__WHAT YOU SHOULD DO__
Show every line of the entries that contains the word "sample", reproducing each such line in full.

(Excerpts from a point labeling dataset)
▬▬▬▬▬▬
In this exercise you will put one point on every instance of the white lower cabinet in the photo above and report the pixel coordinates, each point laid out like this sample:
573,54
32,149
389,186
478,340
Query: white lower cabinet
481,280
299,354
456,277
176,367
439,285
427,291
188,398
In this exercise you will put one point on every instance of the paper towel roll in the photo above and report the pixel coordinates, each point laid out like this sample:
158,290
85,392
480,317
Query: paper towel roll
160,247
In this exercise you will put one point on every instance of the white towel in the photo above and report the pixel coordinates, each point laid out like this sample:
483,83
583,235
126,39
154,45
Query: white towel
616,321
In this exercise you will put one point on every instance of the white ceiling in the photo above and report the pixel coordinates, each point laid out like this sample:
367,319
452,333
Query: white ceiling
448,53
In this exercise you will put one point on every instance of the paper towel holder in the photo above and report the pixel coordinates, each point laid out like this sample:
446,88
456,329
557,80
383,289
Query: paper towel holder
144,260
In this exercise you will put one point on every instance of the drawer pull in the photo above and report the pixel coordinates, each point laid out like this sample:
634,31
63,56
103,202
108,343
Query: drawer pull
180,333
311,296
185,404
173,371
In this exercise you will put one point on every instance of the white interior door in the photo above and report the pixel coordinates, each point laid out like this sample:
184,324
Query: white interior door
▬▬▬▬▬▬
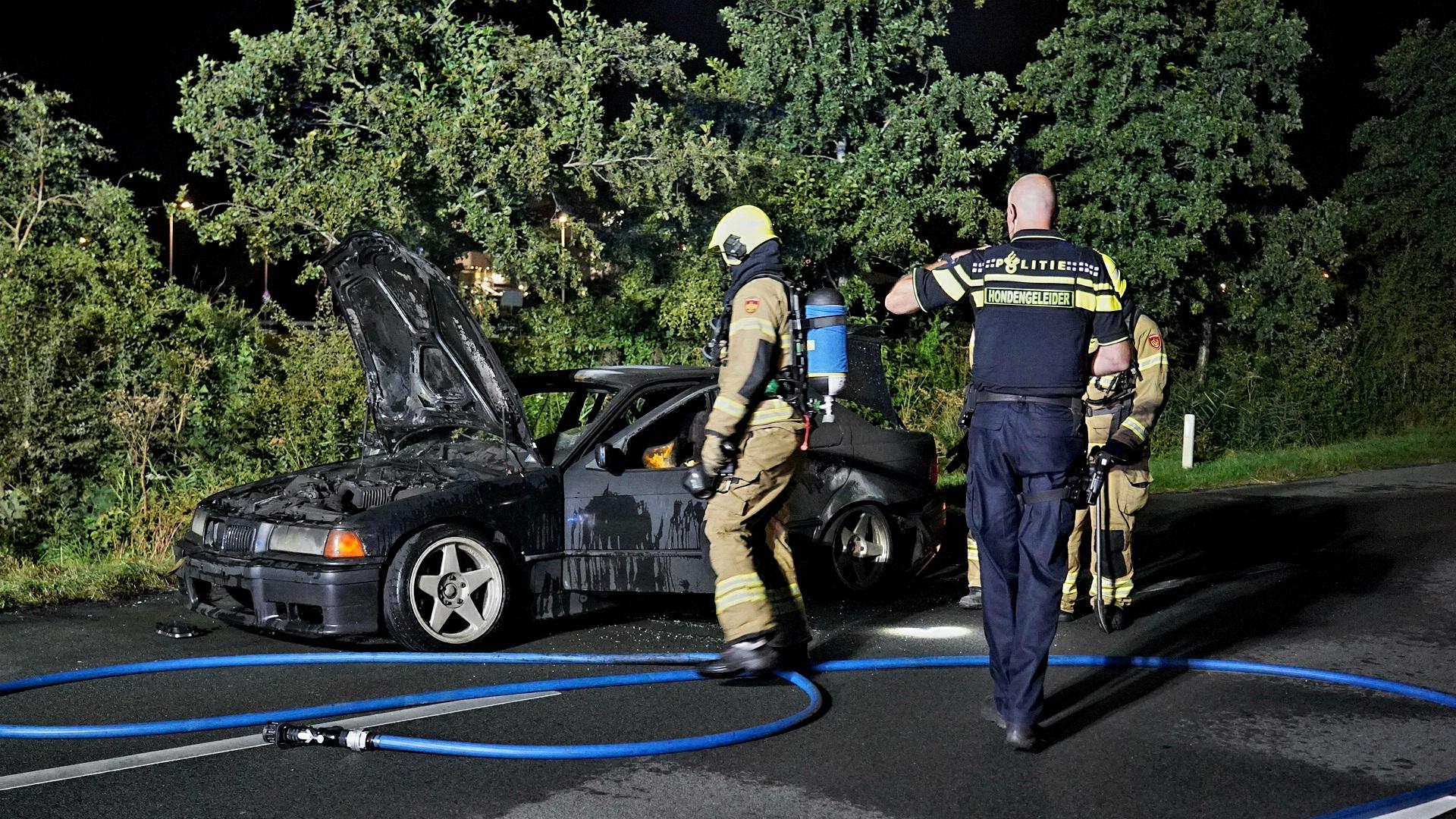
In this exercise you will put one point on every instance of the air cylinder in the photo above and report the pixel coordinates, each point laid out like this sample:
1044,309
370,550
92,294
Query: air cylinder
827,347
▬▬▬▬▬▬
__EXERCISE RESULT__
In this exercise you will put one point on every instance of the white lower cabinet in the photo above and report the pixel coordinates, each point laid out like this sample:
In this exercise you will put one point on every instance of the paper towel roll in the photo above and report the pixel coordinates, each point laid out like this sample:
In this exercise you will put one point on every instance of the white towel in the photo above and report the pixel coordinates, each point laid out like this sample:
In this exercise you will put one point on every instance of the white ceiling in the photo above and report the pixel coordinates, each point laid out like this sample:
In this exercise you will put one point on every instance of the paper towel holder in the photo above and report the pixel coordinates, each point laid out like this sample:
In this exercise you will put one point on every instance of the drawer pull in the photo above and report the pixel coordinates, each point laid out like this sample:
In this exercise you will put one point on every instance of the white interior door in the photo above and report the pixel coordinates, each point laid out like this sample:
In this exercise you will put one point on every instance of the air cylinder in the photo above and report the pixel coordinates, each point laid out like this sample:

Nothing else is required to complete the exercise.